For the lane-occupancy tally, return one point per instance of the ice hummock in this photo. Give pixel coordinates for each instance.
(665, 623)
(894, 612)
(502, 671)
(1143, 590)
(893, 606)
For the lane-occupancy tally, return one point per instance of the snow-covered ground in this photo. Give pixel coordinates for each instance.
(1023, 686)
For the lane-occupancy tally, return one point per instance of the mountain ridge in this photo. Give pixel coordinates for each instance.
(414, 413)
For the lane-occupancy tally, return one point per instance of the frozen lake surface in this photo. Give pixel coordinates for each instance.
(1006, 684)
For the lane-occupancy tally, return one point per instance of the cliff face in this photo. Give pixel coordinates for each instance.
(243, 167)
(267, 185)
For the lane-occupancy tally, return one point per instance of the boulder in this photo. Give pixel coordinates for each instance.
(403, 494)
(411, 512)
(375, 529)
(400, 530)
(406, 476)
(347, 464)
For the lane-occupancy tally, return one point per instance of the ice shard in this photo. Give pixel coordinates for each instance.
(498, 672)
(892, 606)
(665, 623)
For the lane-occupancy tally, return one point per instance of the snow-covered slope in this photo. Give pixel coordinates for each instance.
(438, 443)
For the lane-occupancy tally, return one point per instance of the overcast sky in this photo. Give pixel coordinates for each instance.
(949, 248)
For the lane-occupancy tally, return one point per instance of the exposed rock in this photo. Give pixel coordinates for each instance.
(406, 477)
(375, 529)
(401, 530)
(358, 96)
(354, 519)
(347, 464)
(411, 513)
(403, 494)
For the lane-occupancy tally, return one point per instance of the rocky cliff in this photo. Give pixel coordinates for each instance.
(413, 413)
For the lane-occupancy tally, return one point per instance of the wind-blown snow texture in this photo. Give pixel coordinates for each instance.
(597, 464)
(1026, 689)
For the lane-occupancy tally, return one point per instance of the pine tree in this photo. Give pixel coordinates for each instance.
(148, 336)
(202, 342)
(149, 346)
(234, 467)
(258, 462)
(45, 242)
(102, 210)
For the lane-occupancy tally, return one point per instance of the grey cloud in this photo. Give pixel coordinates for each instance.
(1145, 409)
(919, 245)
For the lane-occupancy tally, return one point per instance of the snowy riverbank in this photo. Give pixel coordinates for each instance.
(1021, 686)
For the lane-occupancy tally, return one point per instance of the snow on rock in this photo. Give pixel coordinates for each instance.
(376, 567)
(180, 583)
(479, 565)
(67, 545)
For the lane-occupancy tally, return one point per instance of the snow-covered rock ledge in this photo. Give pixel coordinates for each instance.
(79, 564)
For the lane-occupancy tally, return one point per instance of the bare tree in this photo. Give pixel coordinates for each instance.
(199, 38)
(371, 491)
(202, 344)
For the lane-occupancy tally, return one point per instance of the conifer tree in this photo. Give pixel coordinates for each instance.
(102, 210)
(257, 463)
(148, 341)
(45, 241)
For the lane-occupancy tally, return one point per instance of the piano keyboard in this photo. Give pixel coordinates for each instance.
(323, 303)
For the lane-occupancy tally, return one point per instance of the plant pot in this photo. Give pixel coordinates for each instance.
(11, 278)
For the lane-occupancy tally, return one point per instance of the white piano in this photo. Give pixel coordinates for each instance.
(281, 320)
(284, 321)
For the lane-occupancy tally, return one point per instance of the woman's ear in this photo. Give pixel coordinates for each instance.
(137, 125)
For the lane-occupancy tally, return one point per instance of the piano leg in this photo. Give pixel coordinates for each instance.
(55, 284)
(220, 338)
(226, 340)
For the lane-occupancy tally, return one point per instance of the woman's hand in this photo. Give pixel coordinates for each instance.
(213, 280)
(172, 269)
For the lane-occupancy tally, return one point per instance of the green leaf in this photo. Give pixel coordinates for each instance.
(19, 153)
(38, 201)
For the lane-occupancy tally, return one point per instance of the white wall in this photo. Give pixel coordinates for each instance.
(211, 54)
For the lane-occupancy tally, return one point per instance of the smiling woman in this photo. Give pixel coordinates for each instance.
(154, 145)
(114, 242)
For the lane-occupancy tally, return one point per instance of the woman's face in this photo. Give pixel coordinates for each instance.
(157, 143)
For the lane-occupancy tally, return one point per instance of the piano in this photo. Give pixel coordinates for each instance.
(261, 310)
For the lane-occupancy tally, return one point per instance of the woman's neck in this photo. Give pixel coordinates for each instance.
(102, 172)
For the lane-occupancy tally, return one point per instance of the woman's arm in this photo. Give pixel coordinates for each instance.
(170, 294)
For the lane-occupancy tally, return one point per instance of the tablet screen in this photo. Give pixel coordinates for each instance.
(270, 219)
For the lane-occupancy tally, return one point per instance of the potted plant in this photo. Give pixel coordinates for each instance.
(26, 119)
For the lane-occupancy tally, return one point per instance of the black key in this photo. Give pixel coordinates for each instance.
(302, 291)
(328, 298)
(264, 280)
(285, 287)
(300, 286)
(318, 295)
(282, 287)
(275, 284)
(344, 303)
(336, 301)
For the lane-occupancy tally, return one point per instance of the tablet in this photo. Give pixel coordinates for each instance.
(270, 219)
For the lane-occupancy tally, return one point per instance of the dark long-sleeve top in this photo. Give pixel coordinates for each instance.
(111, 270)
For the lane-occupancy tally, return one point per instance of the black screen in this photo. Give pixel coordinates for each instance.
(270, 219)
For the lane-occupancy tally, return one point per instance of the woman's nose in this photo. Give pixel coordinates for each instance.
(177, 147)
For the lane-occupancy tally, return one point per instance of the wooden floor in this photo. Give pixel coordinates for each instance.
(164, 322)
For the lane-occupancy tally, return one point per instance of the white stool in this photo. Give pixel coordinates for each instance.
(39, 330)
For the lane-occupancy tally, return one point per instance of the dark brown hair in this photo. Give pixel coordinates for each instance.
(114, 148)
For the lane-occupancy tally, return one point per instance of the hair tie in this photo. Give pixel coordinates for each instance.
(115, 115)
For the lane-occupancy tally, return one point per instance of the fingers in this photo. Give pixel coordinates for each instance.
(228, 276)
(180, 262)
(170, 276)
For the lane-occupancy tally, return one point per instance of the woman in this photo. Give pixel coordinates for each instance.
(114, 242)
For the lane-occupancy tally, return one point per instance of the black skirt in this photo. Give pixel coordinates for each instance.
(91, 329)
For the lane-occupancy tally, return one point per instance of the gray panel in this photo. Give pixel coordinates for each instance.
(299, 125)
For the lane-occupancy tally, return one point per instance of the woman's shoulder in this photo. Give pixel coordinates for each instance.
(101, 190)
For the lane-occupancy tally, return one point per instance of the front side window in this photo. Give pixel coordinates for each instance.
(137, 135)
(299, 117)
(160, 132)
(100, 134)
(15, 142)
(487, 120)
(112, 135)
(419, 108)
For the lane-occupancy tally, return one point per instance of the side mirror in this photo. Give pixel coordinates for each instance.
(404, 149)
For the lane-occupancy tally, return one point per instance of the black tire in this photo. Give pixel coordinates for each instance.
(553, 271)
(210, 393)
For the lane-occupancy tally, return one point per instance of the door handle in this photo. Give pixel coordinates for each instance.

**Your objective**.
The whole listing above should be copied out exactly, line by line.

**Your solution**.
For the lane-occupancy tally, return one point per instance of the ice hummock in this photo. Give pixel coordinates for each instance.
(665, 623)
(894, 612)
(502, 671)
(1143, 590)
(893, 606)
For the lane-occupancy tally, return one point per instance of the snow-covered ground in this photo. Give pixel coordinates for each instance.
(1023, 686)
For the lane-occupancy tally, return one point per instance of the mountain ridge in this photo. Give pixel coordinates for each instance.
(414, 413)
For the lane-occupancy tally, return one point per instance of the frozen lake surface in this photo. Give pixel coordinates for each instance.
(1006, 684)
For the lane-occupancy tally, return one point per instance of the cliff face in this photo. Give pixel coordinates for each instance.
(243, 167)
(267, 185)
For the lane-occupancy tally, return one point per instance of the boulder in this photo. Give pixel coordinates for each instance.
(403, 494)
(411, 512)
(375, 529)
(400, 530)
(406, 476)
(347, 464)
For the lane-occupancy tally, return one point per instance of the ice shard in this photo. Give pixel coordinates for each instance.
(498, 672)
(892, 606)
(665, 623)
For the lane-occupancy tally, return one point per instance of the snow-covered slope in this photo. Give pixel coordinates for each instance.
(438, 443)
For the lane-occupancy tally, return one point per instance of the overcast sky in this photo. Give pixel coordinates for each instance.
(949, 248)
For the lane-occupancy tally, return one point per instance of the exposed rock in this photo. Give pixel coordinates for each instance.
(406, 477)
(375, 529)
(401, 530)
(358, 96)
(354, 519)
(347, 464)
(411, 513)
(403, 494)
For the lane-occupancy tally, return one point per instance of the rocky cliff in this photo. Give pixel coordinates for each instance.
(413, 413)
For the lane-occupancy tally, return one point per instance of the wind-blown snow texture in this photo. Give pixel coordinates for each instance.
(597, 464)
(1026, 689)
For the lane-occupancy tally, return one point per instance of the pine tree in this photo. Give pixel coordinates for each instance.
(148, 336)
(202, 342)
(149, 346)
(234, 467)
(258, 462)
(45, 242)
(102, 210)
For the lane-occupancy tally, return one point per instance of the grey cloud in this photo. Give pixel coordinates for each instance.
(1145, 409)
(919, 245)
For the lane-occupancy tally, return one point per instance of the snowy riverbank in this photo. Give pixel coordinates for each instance.
(1021, 686)
For the lane-occupancy tally, return one point per instance of the snow on rock in this photo. Give pixel coordinates for each instance.
(376, 567)
(180, 583)
(479, 565)
(67, 545)
For the lane-occupancy tally, return one point per instance of the snow-covered rock ledge in this photo. Give pixel coordinates for each instance.
(79, 564)
For the lane-occupancy tally, return one point per instance of the bare tree in this photo. Give pixel coordinates for each instance.
(199, 38)
(371, 491)
(202, 344)
For the lane-occupancy tally, return one point per instance of the conifer tree in this photo. Give pixel coordinates for each instance.
(102, 210)
(257, 463)
(148, 341)
(45, 241)
For the lane-occupancy tally, return one point per instance of the piano keyboard in this photo. Give pixel coordinates for each instance.
(323, 303)
For the lane-occupancy tally, return one point per instance of the plant pot in this photo. Give pixel coordinates for each instance.
(11, 278)
For the lane-occupancy tally, return one point per instance of the white piano in this photo. Give pixel coordinates for each instance.
(281, 320)
(284, 321)
For the lane-occupancy tally, return one point per instance of the woman's ear in this photo. Give pixel coordinates for each instance.
(137, 125)
For the lane-occupancy tally, return one point per instance of the piano leg in this photo. Give pixel coordinates for each instance.
(55, 284)
(220, 338)
(226, 340)
For the lane-occupancy tally, return one point per instance of the woman's hand in this photo. Give pixel coordinates for each instance.
(213, 280)
(172, 269)
For the lane-occupancy tally, return one point per instance of the green leaf in this photo. Give pixel coordinates for each instance.
(19, 153)
(38, 201)
For the lane-occupancy tally, return one point per instance of the white wall in this photo. Give pixel coordinates for each instance.
(211, 54)
For the lane-occupancy tally, return one point per instance of the smiling woman in this photo. Give pixel coordinates for each instance.
(154, 145)
(114, 242)
For the lane-occupancy tally, return one point per instance of the woman's face in this photo. Give pixel coordinates for each instance.
(157, 143)
For the lane-occupancy tally, return one point per instance of the piano in this photo. Give pixel coordinates for each instance.
(261, 310)
For the lane-occupancy tally, return one point per instance of the woman's neck in this photo. Give pixel coordinates for each instance.
(102, 172)
For the lane-occupancy tally, return one point per instance of the woman's arm in this photo. Give pixel coordinates for each instance.
(170, 294)
For the lane-occupancy tally, return one point per instance of the tablet screen in this photo. Give pixel coordinates for each instance.
(270, 219)
For the lane-occupancy tally, return one point per instance of the potted plant in this photo. Give pixel coordinates for each instance.
(26, 119)
For the lane-occupancy tally, return one point per instance of the black key in this photo. Give pixel coordinates for each instance.
(302, 291)
(328, 298)
(264, 280)
(285, 287)
(300, 286)
(318, 295)
(282, 287)
(275, 284)
(344, 303)
(336, 301)
For the lane-occupancy tally, return one point per instance of the tablet in this photo. Give pixel coordinates for each instance.
(270, 219)
For the lane-occupancy tally, return one point per instance of the dark long-sleeve top in this photo. Give pixel coordinates for each instance.
(111, 270)
For the lane-occupancy tally, return one point per instance of the black screen in this photo. Give pixel coordinates for each instance.
(270, 219)
For the lane-occupancy tally, return one point per instance of the woman's nose in this photo. Give pixel coordinates for each instance.
(177, 147)
For the lane-occupancy tally, return one point per instance of the wooden floor in this photo. Give pixel coordinates for each instance.
(164, 322)
For the lane-occupancy tally, return one point per instance of the white stool in this photo. Give pixel coordinates for each instance.
(39, 330)
For the lane-occupancy tally, return one point per instance of the dark brown hair in this photo. Give pixel coordinates for each instance.
(114, 148)
For the lane-occupancy tally, return one point per instance of the hair tie in this photo. Give pixel coordinates for each instance.
(115, 115)
For the lane-occupancy tally, return one point per instance of the fingers in this photo. Give pixel coordinates for each instance.
(228, 276)
(180, 262)
(170, 276)
For the lane-occupancy tally, return one point per instance of the woman in this photo. Give pixel coordinates for each instance.
(114, 242)
For the lane-occupancy tally, return one point per instance of the black skirt in this photo. Give pixel coordinates for each instance.
(91, 329)
For the lane-occupancy tally, return one point per instance of the gray panel in this photo. Give pixel coordinates for each instance.
(299, 125)
For the lane-occupancy tally, return one point per instance of the woman's shoulder in this photo. Give pixel coordinates for each instance.
(101, 190)
For the lane-occupancy tally, return one point per instance of the front side window in this photo. Give pixel coordinates for each instance.
(137, 135)
(299, 117)
(160, 132)
(100, 134)
(15, 142)
(487, 120)
(112, 135)
(419, 108)
For the lane-occupancy tally, return one point per instance of the side mirror in this photo. Give pixel coordinates for each instance.
(404, 149)
For the lane-occupancy tally, return one point per instance of the black tire in this photo. Give pixel coordinates for each instance.
(553, 271)
(210, 393)
For the lane-occupancy tally, return one point per instance of the door handle in this photo. Give pixel coordinates for each instance.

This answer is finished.